**Given exercise 1**
In the interview about the LOA's courses, what do the courses and seminars represent for the group that runs them?
**Given exercise 2**
Write a continuation of the interview about the LOA's courses and knowledge sharing, beginning immediately after its final sentence.
## begin Selected text
Q. Who comes to the seminar courses of the LOA?
A. The crowd is rather varied running from students to
professionals, passing by the hackers as far as some immigrants who through these
courses manage to find a job. The courses and seminars
are not only instances of apprenticeship and sharing
of knowledge, they are above all and especially moments of
relationship. During the classes, our everyday
activities find themselves confronted by the presence and ideas of
those who come to take the courses and seminars. From
a certain point of view, the courses and seminars
represent for us what sociality represented for the
self-managed experiences of preceding decades.
Q. Do you think that the transmission of knowledge, of
expertise in the use of software tools is a matter of high stakes?
A. In this phase, it is for sure a key element in the
construction of other perspectives of digital rights
and beyond. The digital universe is one of the rare
universes where it is really possible to put in
everyone’s hands the means of (immaterial) production
and the sharing of this know-how is one of the
fundamental elements for allowing everyone to
participate in the struggle. Changing reality takes
place also through the sharing of the tools to
change it, and in the computer science-telematic universe,
that is exactly what we are trying to do. It's no
accident if the concepts of 'private property' and the
'limitation on the freedom of circulation' of
knowledge, but also of goods and people, are the elements
upon which late capitalism is based. The sharing of
knowledge and the availability of immaterial knowledge
for the most vulnerable levels of society constitute
an important threshold so that the latter can
participate in the transformation of the present.
As can be seen in the area of biotechnology, closed
Knowledge - with high costs of production but also of
accessibility - is the game of those who want
globalization to increase their own profits
and power even more. Horizontal sharing has been a 'rebel'
practice since its very origins, which are
diametrically opposed to the origins of capital.
## end Selected text
## begin Material
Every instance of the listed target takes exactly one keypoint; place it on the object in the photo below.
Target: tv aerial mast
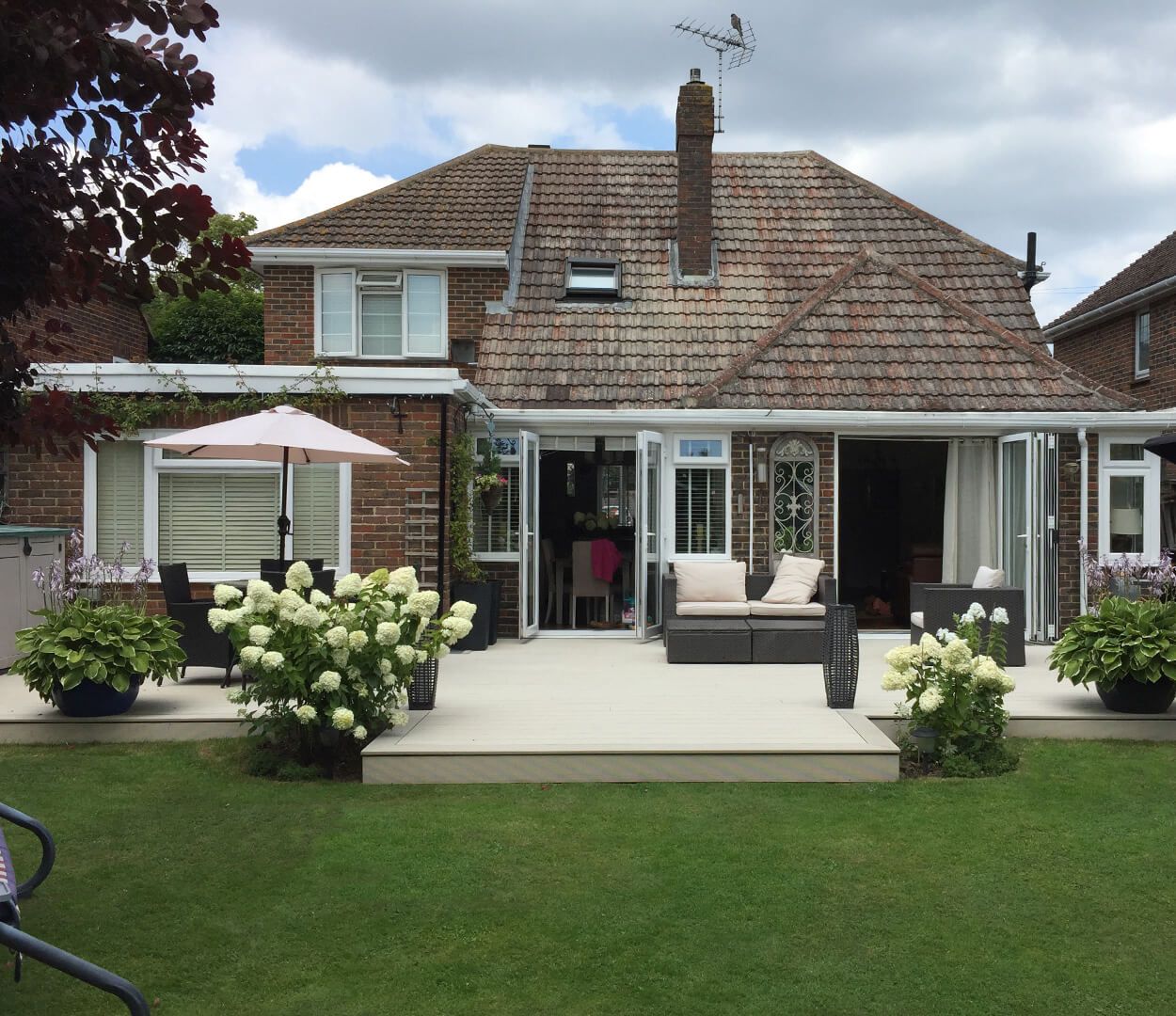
(739, 40)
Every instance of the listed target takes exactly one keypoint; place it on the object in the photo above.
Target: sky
(1057, 116)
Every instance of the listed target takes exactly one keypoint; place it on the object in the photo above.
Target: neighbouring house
(1124, 335)
(725, 356)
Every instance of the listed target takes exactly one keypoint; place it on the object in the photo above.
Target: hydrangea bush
(955, 683)
(330, 673)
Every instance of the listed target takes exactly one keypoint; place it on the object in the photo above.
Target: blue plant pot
(90, 699)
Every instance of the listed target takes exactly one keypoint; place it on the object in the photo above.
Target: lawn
(1043, 892)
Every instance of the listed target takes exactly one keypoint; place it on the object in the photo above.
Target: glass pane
(380, 325)
(1127, 516)
(424, 337)
(335, 295)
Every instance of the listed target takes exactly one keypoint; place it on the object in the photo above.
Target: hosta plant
(330, 673)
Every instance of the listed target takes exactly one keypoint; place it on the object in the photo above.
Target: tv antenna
(739, 40)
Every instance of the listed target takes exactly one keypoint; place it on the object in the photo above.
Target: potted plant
(1127, 648)
(94, 648)
(470, 586)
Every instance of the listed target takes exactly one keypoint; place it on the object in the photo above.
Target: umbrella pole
(283, 521)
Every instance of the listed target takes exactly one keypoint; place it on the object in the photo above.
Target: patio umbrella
(282, 434)
(1165, 446)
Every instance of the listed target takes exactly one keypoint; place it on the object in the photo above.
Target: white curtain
(969, 509)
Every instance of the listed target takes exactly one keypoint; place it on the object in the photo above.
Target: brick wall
(100, 332)
(1105, 352)
(290, 313)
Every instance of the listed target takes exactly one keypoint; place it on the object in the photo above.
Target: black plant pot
(90, 699)
(481, 595)
(1137, 696)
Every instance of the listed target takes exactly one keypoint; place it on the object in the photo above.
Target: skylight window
(593, 278)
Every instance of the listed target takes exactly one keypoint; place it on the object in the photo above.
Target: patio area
(602, 709)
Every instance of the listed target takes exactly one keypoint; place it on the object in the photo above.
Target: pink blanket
(606, 559)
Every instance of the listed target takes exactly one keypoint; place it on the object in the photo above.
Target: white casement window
(497, 531)
(217, 516)
(1128, 498)
(701, 497)
(1142, 343)
(380, 314)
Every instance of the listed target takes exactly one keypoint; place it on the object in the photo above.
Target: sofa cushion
(761, 610)
(713, 608)
(988, 578)
(710, 581)
(795, 579)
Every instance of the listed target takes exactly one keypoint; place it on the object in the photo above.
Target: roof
(785, 222)
(1155, 266)
(876, 334)
(467, 203)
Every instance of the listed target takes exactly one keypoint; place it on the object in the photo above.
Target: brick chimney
(695, 135)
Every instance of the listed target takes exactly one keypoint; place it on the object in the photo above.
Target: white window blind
(217, 521)
(316, 512)
(120, 501)
(700, 511)
(498, 532)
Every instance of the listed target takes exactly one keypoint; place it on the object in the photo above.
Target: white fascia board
(327, 257)
(216, 379)
(843, 421)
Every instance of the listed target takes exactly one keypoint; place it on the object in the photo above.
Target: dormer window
(593, 280)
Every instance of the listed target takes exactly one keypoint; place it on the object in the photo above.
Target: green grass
(1049, 890)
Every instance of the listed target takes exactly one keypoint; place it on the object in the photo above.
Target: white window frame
(669, 499)
(1149, 468)
(154, 464)
(1141, 374)
(354, 352)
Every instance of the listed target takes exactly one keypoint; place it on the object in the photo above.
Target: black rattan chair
(201, 645)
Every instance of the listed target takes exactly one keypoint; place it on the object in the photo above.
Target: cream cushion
(761, 610)
(795, 579)
(710, 581)
(988, 578)
(713, 608)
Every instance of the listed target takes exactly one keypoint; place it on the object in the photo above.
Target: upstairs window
(1142, 343)
(593, 280)
(381, 313)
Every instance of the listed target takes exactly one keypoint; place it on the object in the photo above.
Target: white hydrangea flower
(349, 586)
(423, 603)
(387, 633)
(462, 608)
(328, 681)
(260, 635)
(224, 595)
(931, 699)
(297, 577)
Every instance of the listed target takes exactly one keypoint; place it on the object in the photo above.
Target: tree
(215, 327)
(95, 145)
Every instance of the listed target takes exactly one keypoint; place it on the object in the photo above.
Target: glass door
(528, 534)
(649, 558)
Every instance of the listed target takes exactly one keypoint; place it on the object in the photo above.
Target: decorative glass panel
(794, 497)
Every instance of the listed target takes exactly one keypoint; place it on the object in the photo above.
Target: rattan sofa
(936, 605)
(744, 640)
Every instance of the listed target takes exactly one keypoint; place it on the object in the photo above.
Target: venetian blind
(120, 501)
(316, 512)
(217, 521)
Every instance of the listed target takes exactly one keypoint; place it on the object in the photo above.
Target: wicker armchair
(201, 645)
(935, 605)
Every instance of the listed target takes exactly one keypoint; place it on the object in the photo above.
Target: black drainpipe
(442, 468)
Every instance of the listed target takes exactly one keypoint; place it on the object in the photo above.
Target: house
(725, 354)
(1124, 335)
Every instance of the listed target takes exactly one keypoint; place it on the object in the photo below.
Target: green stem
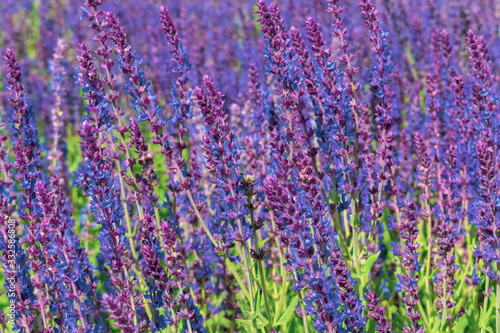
(497, 308)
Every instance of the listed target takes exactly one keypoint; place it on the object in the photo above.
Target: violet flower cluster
(269, 166)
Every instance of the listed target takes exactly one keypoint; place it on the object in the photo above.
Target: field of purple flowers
(247, 166)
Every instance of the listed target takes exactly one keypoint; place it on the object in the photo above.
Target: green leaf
(244, 305)
(462, 324)
(288, 313)
(435, 327)
(246, 324)
(369, 264)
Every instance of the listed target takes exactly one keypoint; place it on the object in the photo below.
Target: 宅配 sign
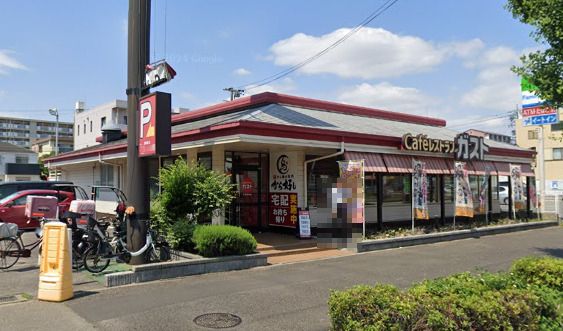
(283, 209)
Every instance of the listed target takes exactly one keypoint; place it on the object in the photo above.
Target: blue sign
(540, 120)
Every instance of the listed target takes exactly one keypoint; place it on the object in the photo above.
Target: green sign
(526, 86)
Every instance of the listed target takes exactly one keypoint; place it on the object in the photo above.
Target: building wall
(88, 123)
(22, 132)
(526, 138)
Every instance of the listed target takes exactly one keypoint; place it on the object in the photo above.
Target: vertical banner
(352, 180)
(483, 196)
(420, 190)
(517, 187)
(463, 197)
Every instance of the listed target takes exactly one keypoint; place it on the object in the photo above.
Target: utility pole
(137, 170)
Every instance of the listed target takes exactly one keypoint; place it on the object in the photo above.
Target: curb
(174, 269)
(379, 244)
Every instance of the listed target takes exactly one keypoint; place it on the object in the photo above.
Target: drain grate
(8, 299)
(218, 320)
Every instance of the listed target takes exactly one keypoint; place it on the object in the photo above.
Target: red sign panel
(283, 209)
(536, 111)
(154, 124)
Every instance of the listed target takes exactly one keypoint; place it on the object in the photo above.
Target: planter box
(379, 244)
(173, 269)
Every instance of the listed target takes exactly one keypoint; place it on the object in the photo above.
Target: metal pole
(137, 169)
(412, 202)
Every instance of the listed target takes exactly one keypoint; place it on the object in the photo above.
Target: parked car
(13, 187)
(12, 207)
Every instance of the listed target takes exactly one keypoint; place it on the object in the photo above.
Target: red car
(12, 207)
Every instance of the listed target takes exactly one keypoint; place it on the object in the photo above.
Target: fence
(552, 206)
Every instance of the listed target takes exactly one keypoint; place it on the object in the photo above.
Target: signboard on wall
(283, 171)
(283, 209)
(154, 124)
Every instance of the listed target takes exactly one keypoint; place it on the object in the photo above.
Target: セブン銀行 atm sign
(154, 124)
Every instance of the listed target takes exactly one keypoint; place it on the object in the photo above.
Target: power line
(482, 120)
(388, 4)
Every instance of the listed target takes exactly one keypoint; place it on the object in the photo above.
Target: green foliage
(540, 271)
(221, 240)
(527, 298)
(543, 68)
(190, 191)
(180, 234)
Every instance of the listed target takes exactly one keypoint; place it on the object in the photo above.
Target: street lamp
(55, 112)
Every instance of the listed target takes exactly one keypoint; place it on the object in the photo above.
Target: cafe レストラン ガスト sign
(422, 143)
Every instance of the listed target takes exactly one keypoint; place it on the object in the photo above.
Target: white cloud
(8, 62)
(369, 53)
(241, 72)
(497, 87)
(390, 97)
(286, 85)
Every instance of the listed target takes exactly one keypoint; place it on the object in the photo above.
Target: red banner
(283, 209)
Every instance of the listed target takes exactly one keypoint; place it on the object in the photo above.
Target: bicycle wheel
(10, 250)
(158, 254)
(94, 262)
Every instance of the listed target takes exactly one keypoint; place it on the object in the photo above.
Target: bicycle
(97, 258)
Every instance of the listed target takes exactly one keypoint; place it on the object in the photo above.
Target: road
(282, 297)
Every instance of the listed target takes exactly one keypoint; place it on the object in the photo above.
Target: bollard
(55, 278)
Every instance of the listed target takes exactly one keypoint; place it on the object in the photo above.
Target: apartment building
(22, 132)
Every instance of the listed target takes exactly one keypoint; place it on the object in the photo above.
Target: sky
(449, 59)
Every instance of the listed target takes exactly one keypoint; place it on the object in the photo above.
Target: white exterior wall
(112, 111)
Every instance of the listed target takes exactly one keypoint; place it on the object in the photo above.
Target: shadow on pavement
(556, 252)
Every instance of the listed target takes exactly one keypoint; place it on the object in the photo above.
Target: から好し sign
(424, 144)
(154, 124)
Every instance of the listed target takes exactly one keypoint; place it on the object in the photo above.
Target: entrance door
(248, 202)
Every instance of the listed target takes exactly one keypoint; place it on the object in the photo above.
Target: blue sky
(442, 58)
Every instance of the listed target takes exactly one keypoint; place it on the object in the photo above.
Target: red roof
(269, 97)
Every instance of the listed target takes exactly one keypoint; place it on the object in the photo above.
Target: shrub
(221, 240)
(503, 301)
(540, 271)
(180, 234)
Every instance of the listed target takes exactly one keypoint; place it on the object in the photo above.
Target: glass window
(433, 188)
(449, 188)
(397, 188)
(22, 159)
(205, 160)
(558, 153)
(106, 175)
(371, 189)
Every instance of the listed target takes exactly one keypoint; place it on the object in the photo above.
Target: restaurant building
(281, 152)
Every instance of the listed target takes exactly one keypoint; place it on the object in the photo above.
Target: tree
(190, 193)
(543, 68)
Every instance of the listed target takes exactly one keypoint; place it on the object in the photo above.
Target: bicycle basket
(8, 230)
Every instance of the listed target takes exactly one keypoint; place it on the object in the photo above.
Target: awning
(503, 168)
(372, 162)
(526, 170)
(480, 168)
(403, 164)
(398, 163)
(436, 166)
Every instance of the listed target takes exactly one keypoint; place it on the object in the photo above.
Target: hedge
## end Material
**Exercise response 1**
They represent what sociality represented for the self-managed experiences of preceding decades.

**Exercise response 2**
Q. The LOA also do software projects. Interesting
and surprising things such as “OBOE” which aim to give
the blind access to computer technologies and digital
cultures. Where does this type of initiative come
from?
A. Acts of 'intervention' in software are an innate
aspect of the hacker culture, in which the hacklabs
trace their roots. In the course of this year and a
half of experience, we have touched on different
questions - each one of which necessitated a detailed
treatment - and each time we tried to
confront them with the same seriousness: on the one
hand, to construct a critical and analytical
discourse of the situation (such as the accessibility
of electronic texts and the interests of the large
publishers in the “Cavazza-Galiano” case last autumn)
and on the other hand, to provide solutions and hacks
to offer alternatives. It is one of the fundamental
characteristics of the hacklab, in my view: to try to
combine practice and theoretical political
analysis. The work of software production (as well as
the courses) are the ideal reflection of this will.
Q. What are your projects in progress and those now completed?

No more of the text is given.